Show, from the records below, all lines that contain the word "front".
=== Source data ===
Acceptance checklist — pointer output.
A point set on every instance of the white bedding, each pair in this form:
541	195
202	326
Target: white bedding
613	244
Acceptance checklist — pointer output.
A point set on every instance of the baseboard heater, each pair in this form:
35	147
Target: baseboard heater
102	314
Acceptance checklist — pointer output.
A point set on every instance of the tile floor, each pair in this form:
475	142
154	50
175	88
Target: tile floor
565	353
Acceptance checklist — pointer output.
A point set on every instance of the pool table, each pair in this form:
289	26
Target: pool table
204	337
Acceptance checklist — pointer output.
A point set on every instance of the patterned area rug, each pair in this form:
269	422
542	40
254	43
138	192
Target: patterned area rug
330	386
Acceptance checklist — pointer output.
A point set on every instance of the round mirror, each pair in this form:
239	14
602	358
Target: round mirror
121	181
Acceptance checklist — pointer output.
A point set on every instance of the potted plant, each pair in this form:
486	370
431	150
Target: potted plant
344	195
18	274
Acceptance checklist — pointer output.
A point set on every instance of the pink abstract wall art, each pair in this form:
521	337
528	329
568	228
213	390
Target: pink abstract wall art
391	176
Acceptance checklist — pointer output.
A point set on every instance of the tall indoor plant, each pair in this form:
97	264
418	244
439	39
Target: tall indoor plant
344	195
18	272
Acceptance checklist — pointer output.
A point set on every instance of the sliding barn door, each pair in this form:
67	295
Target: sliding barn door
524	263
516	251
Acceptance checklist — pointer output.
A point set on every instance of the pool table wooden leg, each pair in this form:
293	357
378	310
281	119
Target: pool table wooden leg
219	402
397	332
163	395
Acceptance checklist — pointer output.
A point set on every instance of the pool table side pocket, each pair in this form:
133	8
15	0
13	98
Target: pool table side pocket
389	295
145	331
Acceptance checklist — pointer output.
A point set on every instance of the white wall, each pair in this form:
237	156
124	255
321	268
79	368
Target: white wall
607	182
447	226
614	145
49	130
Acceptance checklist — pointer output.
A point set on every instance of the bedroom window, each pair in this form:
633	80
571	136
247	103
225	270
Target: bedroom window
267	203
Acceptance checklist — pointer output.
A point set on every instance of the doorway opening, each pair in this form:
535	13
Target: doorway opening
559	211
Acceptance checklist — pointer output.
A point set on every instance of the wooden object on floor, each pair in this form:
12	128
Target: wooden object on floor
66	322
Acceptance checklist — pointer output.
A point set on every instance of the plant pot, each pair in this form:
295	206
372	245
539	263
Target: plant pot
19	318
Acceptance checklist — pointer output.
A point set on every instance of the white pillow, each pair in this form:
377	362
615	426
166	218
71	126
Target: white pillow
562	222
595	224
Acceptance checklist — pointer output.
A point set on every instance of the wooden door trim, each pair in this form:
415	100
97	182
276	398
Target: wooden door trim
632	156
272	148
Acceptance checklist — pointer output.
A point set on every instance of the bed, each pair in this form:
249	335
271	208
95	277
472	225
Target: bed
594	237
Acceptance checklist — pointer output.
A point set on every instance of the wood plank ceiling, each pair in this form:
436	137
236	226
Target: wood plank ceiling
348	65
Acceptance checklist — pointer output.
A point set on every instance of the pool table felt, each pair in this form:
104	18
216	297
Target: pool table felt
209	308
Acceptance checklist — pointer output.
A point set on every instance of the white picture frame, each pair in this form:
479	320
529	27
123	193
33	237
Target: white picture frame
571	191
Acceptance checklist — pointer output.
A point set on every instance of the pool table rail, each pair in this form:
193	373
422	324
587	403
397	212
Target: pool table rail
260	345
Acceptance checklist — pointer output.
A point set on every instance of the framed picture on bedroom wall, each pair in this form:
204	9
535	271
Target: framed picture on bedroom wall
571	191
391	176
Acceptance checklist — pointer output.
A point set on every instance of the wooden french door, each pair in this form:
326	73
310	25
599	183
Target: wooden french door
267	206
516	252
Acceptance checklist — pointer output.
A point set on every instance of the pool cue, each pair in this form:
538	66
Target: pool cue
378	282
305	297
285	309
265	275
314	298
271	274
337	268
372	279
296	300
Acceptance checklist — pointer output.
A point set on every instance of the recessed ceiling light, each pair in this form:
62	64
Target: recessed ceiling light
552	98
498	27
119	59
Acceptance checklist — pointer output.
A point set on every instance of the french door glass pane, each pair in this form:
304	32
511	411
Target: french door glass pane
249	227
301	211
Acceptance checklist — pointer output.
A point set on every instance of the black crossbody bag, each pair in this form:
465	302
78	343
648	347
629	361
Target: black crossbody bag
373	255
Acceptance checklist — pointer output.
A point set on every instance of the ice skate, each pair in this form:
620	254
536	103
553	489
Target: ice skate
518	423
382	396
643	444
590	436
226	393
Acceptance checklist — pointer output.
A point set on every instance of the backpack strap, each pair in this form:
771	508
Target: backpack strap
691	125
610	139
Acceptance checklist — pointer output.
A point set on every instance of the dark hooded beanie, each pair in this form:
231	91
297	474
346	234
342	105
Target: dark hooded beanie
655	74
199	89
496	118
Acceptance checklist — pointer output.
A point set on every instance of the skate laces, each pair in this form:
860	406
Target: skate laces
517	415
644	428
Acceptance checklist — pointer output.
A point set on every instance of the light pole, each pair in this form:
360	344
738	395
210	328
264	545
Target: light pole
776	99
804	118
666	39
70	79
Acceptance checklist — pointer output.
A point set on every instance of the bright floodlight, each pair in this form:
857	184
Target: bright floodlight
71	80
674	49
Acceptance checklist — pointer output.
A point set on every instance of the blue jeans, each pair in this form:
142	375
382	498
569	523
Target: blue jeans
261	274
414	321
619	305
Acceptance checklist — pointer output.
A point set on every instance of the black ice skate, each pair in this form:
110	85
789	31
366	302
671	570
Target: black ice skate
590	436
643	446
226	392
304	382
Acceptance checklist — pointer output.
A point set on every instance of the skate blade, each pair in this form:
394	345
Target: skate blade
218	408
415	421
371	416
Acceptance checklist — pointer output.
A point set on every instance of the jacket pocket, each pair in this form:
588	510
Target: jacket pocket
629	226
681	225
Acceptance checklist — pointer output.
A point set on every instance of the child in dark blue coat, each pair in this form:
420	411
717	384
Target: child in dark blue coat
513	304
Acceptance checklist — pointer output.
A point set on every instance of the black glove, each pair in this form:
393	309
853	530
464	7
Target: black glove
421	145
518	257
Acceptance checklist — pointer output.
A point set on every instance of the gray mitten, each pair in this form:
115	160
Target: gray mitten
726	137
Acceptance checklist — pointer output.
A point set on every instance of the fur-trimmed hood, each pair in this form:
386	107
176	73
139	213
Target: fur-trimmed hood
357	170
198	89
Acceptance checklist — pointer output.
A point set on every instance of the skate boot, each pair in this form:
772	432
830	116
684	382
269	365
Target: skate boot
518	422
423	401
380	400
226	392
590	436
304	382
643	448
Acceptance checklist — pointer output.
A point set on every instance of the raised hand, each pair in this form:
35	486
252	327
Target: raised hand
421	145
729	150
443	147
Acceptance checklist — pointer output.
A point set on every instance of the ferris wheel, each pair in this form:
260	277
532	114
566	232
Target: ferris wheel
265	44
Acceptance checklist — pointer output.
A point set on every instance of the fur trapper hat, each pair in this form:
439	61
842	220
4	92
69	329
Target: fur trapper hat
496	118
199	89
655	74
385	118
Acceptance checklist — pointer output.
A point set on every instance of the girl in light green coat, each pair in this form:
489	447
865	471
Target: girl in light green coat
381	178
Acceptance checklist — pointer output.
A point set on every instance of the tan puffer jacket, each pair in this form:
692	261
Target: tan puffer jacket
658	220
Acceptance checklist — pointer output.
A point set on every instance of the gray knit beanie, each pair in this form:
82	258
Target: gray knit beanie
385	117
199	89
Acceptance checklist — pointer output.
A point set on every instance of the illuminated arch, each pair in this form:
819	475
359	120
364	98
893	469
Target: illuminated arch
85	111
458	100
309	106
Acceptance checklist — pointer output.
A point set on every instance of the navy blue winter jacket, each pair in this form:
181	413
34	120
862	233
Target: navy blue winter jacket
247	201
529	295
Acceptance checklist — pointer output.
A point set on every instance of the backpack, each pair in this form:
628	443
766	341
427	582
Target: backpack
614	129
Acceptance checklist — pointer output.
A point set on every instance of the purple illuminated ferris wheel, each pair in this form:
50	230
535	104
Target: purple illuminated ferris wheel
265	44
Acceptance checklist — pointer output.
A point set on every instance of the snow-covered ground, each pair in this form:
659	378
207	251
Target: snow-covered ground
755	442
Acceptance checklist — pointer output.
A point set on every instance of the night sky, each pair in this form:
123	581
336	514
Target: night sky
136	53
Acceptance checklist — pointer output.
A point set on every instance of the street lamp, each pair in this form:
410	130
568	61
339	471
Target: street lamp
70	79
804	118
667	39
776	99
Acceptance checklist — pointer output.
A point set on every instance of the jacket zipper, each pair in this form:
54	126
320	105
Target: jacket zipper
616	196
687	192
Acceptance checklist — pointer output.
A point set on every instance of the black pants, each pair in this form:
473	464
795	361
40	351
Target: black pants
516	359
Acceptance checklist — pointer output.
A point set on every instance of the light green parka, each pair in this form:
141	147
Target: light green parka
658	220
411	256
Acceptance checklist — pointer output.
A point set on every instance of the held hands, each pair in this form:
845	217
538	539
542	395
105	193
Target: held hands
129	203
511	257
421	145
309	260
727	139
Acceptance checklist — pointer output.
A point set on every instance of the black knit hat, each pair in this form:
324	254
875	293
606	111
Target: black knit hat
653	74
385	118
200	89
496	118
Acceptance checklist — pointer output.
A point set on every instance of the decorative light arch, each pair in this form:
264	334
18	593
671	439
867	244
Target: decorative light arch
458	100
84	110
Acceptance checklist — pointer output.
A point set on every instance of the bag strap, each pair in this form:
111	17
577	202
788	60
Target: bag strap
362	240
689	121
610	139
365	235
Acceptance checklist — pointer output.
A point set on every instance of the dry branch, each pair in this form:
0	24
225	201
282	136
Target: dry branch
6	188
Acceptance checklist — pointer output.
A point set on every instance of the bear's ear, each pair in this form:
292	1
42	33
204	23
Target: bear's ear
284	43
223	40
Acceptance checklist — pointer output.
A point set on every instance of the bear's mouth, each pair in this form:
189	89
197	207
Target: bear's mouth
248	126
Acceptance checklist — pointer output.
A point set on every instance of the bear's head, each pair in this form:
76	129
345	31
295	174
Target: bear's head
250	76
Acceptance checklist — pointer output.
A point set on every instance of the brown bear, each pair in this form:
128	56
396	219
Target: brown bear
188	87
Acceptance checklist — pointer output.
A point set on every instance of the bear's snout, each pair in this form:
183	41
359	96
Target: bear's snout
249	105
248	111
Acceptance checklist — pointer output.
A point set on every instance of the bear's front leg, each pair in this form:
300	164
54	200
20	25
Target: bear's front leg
===
*Exercise solution*:
A point set on every instance of the bear's front leg, each pair in this form:
Target: bear's front leg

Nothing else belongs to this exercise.